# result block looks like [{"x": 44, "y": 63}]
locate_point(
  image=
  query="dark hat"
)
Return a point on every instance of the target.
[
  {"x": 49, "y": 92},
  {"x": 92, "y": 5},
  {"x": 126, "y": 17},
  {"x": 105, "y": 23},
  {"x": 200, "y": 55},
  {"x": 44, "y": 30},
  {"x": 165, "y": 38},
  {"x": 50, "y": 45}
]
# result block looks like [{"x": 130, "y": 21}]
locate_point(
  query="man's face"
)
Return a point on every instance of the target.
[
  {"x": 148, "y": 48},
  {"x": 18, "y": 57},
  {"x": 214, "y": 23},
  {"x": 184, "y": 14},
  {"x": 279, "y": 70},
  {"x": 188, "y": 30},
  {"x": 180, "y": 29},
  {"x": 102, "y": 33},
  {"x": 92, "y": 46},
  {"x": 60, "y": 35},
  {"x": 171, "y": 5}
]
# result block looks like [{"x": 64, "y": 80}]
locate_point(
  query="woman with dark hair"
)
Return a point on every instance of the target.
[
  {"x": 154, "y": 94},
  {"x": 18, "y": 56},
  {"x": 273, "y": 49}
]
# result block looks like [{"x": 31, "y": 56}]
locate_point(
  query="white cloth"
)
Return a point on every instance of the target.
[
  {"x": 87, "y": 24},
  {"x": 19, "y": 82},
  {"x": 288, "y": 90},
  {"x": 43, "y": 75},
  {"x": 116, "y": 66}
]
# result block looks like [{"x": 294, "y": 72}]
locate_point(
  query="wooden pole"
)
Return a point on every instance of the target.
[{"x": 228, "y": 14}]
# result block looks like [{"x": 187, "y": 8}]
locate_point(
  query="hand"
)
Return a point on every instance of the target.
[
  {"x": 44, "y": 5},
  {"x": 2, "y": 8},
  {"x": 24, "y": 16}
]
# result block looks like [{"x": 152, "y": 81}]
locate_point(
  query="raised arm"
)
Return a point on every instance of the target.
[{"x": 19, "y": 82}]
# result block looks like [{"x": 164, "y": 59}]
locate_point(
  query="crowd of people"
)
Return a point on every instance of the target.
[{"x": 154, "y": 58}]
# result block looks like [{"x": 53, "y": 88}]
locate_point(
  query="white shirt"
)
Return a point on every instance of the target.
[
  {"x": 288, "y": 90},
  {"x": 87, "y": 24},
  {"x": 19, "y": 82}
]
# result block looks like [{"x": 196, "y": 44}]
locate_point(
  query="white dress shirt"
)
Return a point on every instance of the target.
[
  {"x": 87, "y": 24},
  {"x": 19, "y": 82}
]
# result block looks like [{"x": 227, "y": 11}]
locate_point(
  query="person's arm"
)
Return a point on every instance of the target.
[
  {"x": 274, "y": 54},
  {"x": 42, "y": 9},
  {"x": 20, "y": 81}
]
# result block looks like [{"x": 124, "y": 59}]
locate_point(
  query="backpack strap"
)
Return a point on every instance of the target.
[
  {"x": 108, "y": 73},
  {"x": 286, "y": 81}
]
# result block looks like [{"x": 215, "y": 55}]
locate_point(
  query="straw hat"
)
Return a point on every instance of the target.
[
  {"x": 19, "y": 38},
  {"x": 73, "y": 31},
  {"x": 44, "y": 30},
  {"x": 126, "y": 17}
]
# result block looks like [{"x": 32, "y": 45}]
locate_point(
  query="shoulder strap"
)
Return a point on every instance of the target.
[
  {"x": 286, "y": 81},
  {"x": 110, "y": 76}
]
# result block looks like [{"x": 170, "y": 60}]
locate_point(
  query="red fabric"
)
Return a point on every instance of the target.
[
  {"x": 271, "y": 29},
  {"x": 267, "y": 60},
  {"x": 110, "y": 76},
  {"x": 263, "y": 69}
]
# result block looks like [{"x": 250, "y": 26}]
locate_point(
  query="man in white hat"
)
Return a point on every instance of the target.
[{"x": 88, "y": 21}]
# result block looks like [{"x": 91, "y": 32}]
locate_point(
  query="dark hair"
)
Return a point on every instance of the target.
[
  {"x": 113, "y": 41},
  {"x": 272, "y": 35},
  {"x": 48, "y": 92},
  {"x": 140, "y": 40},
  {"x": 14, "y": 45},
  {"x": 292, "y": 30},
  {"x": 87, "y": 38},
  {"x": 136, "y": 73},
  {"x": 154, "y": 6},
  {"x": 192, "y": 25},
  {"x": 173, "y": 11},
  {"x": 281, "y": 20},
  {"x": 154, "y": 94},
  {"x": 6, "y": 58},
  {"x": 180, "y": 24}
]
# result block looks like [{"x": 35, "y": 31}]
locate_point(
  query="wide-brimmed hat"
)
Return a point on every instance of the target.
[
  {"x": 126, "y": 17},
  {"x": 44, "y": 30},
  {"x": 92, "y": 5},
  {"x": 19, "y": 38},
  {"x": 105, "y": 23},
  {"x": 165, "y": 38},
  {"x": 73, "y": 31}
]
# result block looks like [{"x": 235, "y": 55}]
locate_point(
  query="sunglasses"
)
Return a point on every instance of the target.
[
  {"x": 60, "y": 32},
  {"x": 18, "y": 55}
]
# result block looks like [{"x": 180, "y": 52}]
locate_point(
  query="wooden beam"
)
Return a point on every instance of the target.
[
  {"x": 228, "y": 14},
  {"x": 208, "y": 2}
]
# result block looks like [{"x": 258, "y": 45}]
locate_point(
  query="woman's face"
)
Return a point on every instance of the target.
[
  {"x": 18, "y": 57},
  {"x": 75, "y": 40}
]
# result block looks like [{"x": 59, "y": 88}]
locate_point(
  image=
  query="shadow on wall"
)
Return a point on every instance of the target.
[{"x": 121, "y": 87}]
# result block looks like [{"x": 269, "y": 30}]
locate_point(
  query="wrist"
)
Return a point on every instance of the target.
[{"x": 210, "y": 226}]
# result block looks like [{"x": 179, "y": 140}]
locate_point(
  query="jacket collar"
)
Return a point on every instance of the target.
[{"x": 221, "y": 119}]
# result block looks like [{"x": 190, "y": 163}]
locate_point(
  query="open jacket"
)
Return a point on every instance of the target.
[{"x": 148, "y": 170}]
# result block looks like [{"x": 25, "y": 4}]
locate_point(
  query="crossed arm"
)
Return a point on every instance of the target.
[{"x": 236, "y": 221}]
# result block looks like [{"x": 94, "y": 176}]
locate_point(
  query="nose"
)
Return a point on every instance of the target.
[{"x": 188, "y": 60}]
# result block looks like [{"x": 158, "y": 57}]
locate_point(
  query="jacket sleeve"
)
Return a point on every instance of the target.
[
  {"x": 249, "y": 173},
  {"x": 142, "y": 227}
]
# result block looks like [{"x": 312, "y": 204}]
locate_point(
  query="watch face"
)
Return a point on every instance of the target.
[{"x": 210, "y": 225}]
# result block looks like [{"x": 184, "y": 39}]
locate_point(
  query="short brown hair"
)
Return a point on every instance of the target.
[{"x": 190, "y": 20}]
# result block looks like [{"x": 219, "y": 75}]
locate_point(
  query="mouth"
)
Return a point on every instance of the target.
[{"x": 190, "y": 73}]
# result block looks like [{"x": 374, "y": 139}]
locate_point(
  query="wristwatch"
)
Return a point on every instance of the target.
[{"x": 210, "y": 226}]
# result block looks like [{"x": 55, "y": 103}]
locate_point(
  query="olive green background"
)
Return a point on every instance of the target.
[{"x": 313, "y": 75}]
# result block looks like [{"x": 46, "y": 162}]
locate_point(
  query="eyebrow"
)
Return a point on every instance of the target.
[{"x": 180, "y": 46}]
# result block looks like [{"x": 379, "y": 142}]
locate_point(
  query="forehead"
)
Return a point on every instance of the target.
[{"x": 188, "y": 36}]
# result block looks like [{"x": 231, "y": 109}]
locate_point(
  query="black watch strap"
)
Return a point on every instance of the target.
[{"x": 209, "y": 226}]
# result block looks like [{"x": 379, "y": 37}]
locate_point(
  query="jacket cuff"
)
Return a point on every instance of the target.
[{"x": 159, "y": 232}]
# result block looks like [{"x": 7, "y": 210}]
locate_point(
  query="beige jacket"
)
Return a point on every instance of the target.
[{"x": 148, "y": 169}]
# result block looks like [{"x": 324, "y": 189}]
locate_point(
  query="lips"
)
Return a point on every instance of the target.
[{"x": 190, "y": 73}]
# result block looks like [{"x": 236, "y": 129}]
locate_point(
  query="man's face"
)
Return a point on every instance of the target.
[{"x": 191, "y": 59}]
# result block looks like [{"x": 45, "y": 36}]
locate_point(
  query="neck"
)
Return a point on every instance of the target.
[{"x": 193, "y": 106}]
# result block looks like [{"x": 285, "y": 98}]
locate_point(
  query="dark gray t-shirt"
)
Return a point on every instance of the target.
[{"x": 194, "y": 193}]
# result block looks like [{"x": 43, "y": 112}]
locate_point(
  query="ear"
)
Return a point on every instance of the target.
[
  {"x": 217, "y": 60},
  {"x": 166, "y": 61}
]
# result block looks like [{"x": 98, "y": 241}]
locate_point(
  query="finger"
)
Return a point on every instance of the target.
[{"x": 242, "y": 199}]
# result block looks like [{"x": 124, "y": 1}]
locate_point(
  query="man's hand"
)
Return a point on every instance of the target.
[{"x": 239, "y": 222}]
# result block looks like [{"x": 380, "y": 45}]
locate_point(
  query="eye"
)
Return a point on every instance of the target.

________________________________________

*Task details*: Show each line of the records above that contains the word "wooden", copied in full. The match is case-sensitive.

*Task answer*:
  query="wooden pole"
  query="wooden beam"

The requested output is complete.